- Opening Delimiter -

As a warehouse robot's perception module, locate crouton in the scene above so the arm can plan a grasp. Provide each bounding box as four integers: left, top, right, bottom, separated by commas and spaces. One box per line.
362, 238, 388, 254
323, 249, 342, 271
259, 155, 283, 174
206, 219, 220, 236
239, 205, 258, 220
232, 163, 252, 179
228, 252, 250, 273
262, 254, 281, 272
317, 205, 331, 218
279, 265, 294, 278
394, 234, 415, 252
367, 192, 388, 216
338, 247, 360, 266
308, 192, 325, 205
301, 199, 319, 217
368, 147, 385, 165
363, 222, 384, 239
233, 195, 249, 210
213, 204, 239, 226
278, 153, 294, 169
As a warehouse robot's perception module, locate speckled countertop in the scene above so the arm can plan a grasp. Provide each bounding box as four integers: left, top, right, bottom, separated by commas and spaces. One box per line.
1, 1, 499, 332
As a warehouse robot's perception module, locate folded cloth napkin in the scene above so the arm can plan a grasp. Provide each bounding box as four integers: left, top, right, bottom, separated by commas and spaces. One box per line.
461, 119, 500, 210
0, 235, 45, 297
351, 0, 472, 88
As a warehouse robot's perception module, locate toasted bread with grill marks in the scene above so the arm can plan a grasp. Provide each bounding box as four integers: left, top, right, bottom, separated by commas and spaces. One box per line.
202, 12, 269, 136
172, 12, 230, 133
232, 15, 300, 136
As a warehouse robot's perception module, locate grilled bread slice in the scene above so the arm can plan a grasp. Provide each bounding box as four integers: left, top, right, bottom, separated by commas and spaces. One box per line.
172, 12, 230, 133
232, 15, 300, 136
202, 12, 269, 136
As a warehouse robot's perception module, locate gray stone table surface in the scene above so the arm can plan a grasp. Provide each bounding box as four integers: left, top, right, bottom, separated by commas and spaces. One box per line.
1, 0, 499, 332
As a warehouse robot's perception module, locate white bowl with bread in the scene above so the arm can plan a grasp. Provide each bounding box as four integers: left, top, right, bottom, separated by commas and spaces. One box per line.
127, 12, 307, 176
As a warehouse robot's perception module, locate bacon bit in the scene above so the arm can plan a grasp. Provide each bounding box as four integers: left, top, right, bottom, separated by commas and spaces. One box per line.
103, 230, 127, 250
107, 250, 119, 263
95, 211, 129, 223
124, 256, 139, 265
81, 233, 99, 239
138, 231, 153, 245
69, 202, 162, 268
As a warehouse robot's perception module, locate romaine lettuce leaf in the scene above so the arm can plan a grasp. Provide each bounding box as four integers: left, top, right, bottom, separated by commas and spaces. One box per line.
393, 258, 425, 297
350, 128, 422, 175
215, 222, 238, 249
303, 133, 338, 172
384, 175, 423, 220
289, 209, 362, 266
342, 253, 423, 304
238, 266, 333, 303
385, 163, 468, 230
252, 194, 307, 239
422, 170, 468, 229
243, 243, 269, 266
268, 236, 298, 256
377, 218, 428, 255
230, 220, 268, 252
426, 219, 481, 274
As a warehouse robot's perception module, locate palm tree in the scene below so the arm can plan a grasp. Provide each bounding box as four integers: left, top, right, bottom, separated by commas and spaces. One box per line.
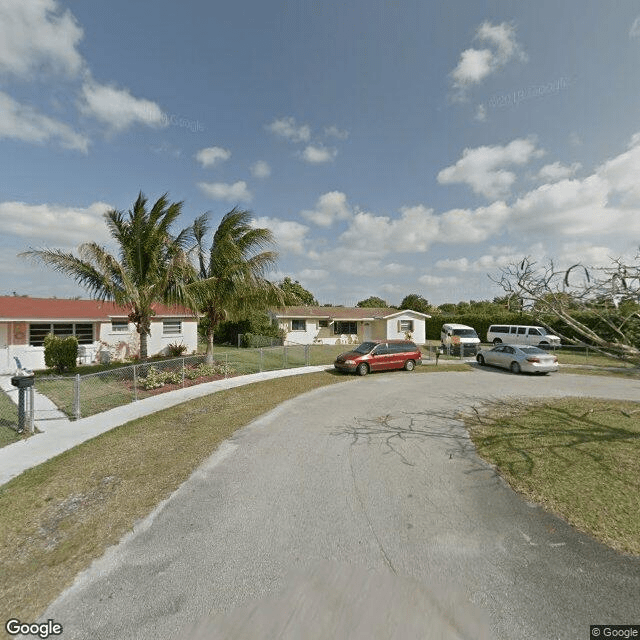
189, 208, 283, 364
21, 192, 196, 360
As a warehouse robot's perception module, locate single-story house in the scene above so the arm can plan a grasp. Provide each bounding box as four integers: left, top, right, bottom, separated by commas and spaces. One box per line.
269, 306, 430, 346
0, 296, 199, 374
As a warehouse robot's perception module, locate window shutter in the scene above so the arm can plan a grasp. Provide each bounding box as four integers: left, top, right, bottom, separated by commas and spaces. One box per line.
397, 320, 401, 332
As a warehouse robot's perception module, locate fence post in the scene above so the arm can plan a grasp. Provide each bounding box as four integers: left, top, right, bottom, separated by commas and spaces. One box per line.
133, 365, 138, 402
182, 357, 185, 388
74, 374, 81, 420
305, 344, 309, 366
585, 345, 589, 365
225, 353, 228, 378
259, 348, 263, 372
283, 345, 288, 369
28, 385, 35, 433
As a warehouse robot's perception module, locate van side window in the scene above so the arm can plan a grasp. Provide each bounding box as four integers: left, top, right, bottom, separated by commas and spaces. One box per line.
492, 326, 508, 333
529, 328, 541, 336
517, 327, 526, 335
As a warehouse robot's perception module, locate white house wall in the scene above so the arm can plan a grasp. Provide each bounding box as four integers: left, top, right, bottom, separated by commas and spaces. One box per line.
385, 313, 426, 344
0, 319, 198, 373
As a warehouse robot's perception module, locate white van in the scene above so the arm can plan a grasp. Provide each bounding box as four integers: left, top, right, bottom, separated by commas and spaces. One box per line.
487, 325, 561, 347
440, 323, 481, 354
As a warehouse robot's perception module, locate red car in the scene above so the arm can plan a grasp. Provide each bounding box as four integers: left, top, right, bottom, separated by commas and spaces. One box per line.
334, 340, 422, 376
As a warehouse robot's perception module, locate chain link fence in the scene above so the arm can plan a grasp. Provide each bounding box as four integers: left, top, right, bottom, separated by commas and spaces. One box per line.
0, 387, 19, 432
35, 346, 321, 420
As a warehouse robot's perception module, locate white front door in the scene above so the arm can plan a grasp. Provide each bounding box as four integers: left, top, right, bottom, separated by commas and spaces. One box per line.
0, 324, 7, 347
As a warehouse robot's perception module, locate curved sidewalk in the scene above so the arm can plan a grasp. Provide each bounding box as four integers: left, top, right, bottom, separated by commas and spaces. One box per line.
0, 366, 331, 487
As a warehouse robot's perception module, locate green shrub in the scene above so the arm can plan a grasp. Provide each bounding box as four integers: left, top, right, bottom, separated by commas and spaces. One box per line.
166, 342, 188, 357
43, 333, 78, 373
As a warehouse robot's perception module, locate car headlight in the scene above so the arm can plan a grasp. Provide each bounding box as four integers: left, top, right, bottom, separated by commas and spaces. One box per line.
345, 359, 356, 365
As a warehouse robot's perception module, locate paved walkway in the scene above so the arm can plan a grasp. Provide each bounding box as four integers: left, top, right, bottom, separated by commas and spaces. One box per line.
0, 366, 332, 486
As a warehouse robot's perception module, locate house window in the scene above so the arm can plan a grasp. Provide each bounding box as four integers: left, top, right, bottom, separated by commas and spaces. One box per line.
29, 322, 94, 346
334, 321, 357, 334
111, 320, 129, 332
319, 320, 328, 328
291, 319, 306, 331
163, 320, 182, 335
399, 320, 414, 332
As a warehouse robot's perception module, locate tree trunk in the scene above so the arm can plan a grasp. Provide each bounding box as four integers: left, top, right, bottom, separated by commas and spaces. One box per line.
139, 331, 148, 361
205, 327, 214, 366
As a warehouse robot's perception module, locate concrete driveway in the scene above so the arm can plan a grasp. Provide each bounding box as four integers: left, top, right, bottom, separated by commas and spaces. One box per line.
41, 369, 640, 639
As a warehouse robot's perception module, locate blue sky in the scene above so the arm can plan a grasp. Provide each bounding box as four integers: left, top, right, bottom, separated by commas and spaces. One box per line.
2, 1, 640, 306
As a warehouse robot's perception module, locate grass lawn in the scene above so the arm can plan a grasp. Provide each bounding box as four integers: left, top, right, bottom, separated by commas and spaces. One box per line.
0, 391, 20, 448
465, 397, 640, 556
0, 372, 353, 626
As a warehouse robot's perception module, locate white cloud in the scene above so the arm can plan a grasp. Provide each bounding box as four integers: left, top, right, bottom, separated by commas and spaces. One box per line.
474, 104, 487, 122
537, 161, 581, 182
418, 274, 459, 286
0, 0, 84, 77
0, 91, 89, 151
198, 181, 252, 203
450, 21, 527, 99
251, 216, 309, 254
251, 160, 271, 178
324, 125, 349, 140
510, 175, 617, 236
439, 201, 510, 243
598, 136, 640, 204
0, 200, 112, 247
435, 257, 470, 272
195, 146, 231, 167
451, 48, 494, 88
266, 116, 311, 143
557, 243, 615, 268
79, 81, 165, 131
383, 262, 413, 274
301, 191, 351, 227
630, 16, 640, 38
298, 268, 328, 281
339, 205, 440, 253
437, 137, 543, 199
301, 145, 337, 164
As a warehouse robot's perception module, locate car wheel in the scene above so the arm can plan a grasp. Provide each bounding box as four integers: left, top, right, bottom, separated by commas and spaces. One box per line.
510, 361, 521, 374
476, 354, 485, 365
356, 363, 369, 376
493, 338, 502, 345
404, 359, 415, 371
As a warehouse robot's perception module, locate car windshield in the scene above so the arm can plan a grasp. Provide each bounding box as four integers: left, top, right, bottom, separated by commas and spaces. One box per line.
352, 342, 377, 354
519, 346, 546, 354
452, 329, 478, 337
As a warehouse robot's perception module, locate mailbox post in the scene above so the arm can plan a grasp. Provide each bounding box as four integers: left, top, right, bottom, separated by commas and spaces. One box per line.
10, 374, 35, 434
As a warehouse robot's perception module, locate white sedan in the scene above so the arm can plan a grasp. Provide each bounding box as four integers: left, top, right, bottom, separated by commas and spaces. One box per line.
476, 344, 559, 374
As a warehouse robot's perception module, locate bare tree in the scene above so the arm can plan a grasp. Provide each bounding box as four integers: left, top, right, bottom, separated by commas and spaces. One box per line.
491, 255, 640, 363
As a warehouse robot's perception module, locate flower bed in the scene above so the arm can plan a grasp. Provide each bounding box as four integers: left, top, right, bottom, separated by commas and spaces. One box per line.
119, 362, 238, 398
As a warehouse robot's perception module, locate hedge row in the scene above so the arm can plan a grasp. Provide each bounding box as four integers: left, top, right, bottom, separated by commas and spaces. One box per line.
426, 311, 640, 346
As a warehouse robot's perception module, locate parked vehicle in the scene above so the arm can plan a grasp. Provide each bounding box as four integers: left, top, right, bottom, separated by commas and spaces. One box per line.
476, 344, 559, 374
334, 340, 422, 376
440, 323, 480, 355
486, 324, 560, 347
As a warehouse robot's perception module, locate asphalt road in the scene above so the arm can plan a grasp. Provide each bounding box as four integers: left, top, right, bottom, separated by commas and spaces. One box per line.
40, 369, 640, 639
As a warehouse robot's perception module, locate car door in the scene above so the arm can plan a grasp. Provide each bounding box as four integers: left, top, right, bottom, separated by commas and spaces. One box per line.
486, 345, 505, 367
369, 343, 389, 370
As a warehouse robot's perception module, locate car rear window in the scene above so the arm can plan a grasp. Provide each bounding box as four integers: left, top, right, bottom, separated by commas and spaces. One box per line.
388, 342, 417, 353
519, 346, 546, 354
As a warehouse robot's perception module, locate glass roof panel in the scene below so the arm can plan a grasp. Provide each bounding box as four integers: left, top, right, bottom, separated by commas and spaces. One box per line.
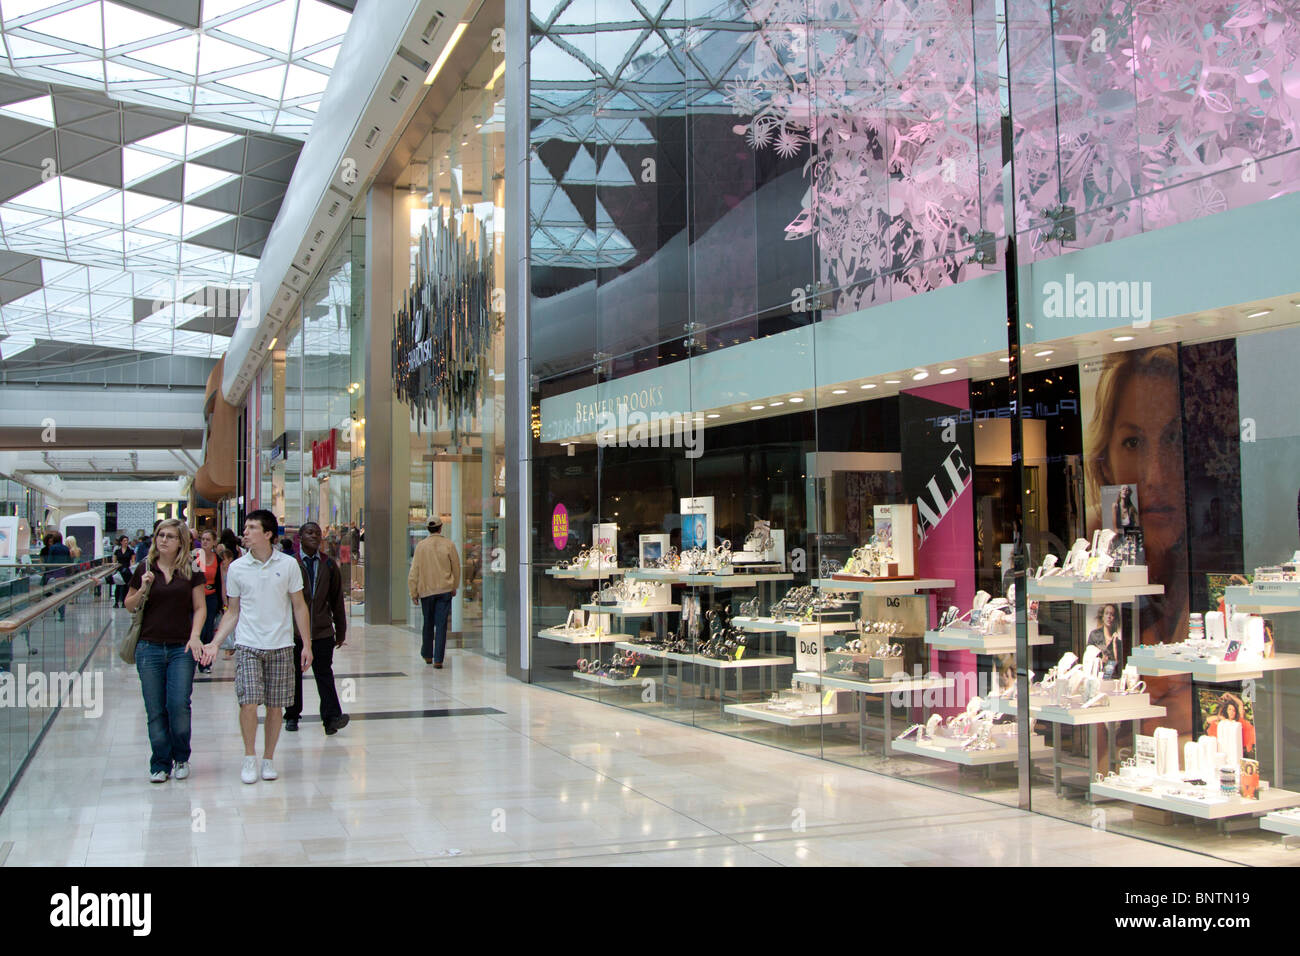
24, 5, 103, 50
0, 94, 54, 125
102, 1, 178, 49
216, 1, 297, 56
197, 33, 268, 74
292, 0, 351, 51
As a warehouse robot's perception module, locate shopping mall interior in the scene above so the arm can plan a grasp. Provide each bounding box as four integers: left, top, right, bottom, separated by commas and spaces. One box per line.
1, 0, 1300, 870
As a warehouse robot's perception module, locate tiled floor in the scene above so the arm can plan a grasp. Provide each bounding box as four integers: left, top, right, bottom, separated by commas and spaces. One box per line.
0, 611, 1233, 866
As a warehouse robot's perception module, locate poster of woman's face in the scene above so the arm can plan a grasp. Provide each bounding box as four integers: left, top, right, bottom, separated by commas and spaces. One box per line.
1101, 483, 1141, 532
1085, 602, 1123, 676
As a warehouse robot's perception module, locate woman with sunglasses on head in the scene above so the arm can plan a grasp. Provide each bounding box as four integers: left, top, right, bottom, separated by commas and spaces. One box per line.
124, 518, 207, 783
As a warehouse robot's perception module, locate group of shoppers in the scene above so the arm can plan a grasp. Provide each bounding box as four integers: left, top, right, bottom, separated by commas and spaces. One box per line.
126, 511, 350, 784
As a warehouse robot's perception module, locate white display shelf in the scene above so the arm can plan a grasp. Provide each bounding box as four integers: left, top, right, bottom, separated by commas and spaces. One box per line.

- Closing Delimiter -

Assignment: The lines to reproduce run from the one that contains "As a warehouse robot's perception module, locate shopping" through the last line above; copy them exactly.

Output for this exercise:
As a warehouse robot's perception module, locate shopping mall interior in the scene above so the arm can plan a grasp. Provide each bounding box as four integers: left, top, right, bottom, separated by commas and spaces. One box per line.
1, 0, 1300, 870
As a warehouse robot's perception module, locate tiled floor in the scene above so the arm can plan a grasp. Provide each bounding box as four integers: left, top, right, bottom, separated by commas and spaces. One box per line.
0, 611, 1233, 866
As a warehouse robot's perception module, locate poster of woman's face in the scene above so the arm can plan a grasp. Provide each bounding box as four integers: left, top, right, bottom, separated by commas and spaces. One box per line.
1101, 483, 1141, 532
1085, 602, 1123, 676
As a warehouse robot's perception module, locate woman with sunglasses on head in the scene above so the arm can plan a grasp. Provide each bounding box as four integers: left, top, right, bottom, separated by commas and spaces. One box per line.
124, 518, 207, 783
As a warehouse robot's perception module, locate group of shoppers in the scene above so the arm can plan a grasp. Provide each bounding box as four integers: left, top, right, bottom, separated by commas and spaces. One box per line.
126, 511, 350, 784
As a warehouse robot's perception module, locate white display shelf in the scene above so the arm can plan a grasp. Provide each bounding box as four integers: left, top, right, bottom, separated by commas and spaces. One box per line.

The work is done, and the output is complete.